> Consigne:
Dans l'extrait ci-dessous, condensez en deux ou trois phrases le paragraphe qui commence par « Maintenant, s'immisçant dans l'administration des finances », sans en perdre les faits essentiels.

> Texte étudié:
⁂

Maintenant, s’immisçant dans l’administration des finances on vous dit : Vous auriez un aussi bon service avec un contrôleur-adjoint, et vous eussiez épargné 1,500 fr. environ. Dans mon opinion, ce service eût été fort mauvais de cette manière. Je répéterai donc à l’honorable M. Donny que l’administration centrale des postes est effectivement augmentée de 5,600 fr., mais que cela n’influe en rien sur le chiffre global.

M. Donny, rapporteur. - Vous voyez maintenant, messieurs, que la section centrale avait bien raison de trouver que les explications ministérielles n’étaient pas satisfaisantes. Dans ces explications on s’est constamment obstiné à soutenir qu’on ne demandait pas de majoration pour l’administration centrale des postes, et que la majoration signalée par vos sections n’était qu’apparente. Et cependant vous venez de l’entendre de la bouche même du ministre, au budget de 1835 il y a une majoration de 5,000 pour cette administration. L’on cherche à justifier cette majoration mais autre chose est de la justifier, autre chose est de la nier, comme on l’a fait devant la section centrale.

⁂

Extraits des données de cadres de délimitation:
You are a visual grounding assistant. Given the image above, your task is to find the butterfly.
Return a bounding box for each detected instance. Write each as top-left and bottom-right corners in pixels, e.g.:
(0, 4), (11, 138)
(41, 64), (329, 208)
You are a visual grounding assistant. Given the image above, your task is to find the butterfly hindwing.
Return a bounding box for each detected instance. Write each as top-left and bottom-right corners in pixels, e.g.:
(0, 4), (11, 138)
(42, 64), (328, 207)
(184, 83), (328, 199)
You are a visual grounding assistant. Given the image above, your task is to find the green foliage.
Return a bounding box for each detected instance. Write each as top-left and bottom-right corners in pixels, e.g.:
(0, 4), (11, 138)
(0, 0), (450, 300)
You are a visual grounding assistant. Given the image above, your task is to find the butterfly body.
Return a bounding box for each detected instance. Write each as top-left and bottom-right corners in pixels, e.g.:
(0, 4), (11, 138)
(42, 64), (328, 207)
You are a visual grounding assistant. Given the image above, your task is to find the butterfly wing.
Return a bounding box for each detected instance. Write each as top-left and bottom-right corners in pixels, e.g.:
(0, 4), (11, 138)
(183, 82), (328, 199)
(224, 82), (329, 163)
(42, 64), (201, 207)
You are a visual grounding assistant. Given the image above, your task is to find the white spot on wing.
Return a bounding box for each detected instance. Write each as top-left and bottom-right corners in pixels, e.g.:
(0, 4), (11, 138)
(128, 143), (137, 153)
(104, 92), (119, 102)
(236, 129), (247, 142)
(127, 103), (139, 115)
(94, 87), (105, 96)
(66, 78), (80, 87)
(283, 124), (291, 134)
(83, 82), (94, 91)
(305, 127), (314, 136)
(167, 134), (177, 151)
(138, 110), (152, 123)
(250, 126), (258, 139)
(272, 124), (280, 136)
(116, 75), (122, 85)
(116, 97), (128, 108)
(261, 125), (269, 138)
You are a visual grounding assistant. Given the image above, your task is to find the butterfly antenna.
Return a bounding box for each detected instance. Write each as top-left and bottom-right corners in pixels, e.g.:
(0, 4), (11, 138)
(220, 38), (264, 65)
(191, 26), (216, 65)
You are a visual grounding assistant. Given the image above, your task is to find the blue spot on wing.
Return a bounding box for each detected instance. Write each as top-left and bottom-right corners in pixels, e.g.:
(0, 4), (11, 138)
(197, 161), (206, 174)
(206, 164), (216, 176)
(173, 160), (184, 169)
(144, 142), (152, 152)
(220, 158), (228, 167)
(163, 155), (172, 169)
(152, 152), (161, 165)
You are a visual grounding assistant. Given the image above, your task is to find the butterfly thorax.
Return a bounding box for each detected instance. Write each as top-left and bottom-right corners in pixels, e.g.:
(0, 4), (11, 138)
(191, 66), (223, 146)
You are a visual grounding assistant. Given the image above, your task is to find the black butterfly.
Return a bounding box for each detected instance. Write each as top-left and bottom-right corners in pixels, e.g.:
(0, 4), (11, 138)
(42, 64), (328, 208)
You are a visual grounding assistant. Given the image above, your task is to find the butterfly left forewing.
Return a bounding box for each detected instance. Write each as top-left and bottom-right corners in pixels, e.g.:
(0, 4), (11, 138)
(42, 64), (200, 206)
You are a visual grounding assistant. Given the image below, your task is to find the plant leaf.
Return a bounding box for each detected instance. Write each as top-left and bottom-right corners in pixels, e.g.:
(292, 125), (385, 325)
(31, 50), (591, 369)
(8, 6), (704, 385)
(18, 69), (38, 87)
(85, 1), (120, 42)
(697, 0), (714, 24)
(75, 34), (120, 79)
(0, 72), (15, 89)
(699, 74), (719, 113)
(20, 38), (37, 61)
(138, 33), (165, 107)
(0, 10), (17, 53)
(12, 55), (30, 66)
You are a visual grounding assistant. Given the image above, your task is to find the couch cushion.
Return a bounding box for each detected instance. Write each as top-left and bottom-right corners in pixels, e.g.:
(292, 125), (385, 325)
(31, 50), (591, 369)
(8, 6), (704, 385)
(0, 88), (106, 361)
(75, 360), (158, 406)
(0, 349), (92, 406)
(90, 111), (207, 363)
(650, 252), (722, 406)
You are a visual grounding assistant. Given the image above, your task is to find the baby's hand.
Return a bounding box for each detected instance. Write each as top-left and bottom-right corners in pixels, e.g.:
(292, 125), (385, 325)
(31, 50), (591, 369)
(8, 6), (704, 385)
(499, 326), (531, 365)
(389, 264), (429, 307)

⁂

> Corrigé:
Certains, s'immisçant dans l'administration des finances, prétendent qu'un contrôleur-adjoint aurait assuré un aussi bon service tout en faisant épargner environ 1,500 fr. L'orateur estime au contraire que le service aurait été fort mauvais ainsi. Il répète à M. Donny que l'administration centrale des postes est bien augmentée de 5,600 fr., mais que cela n'influe en rien sur le chiffre global.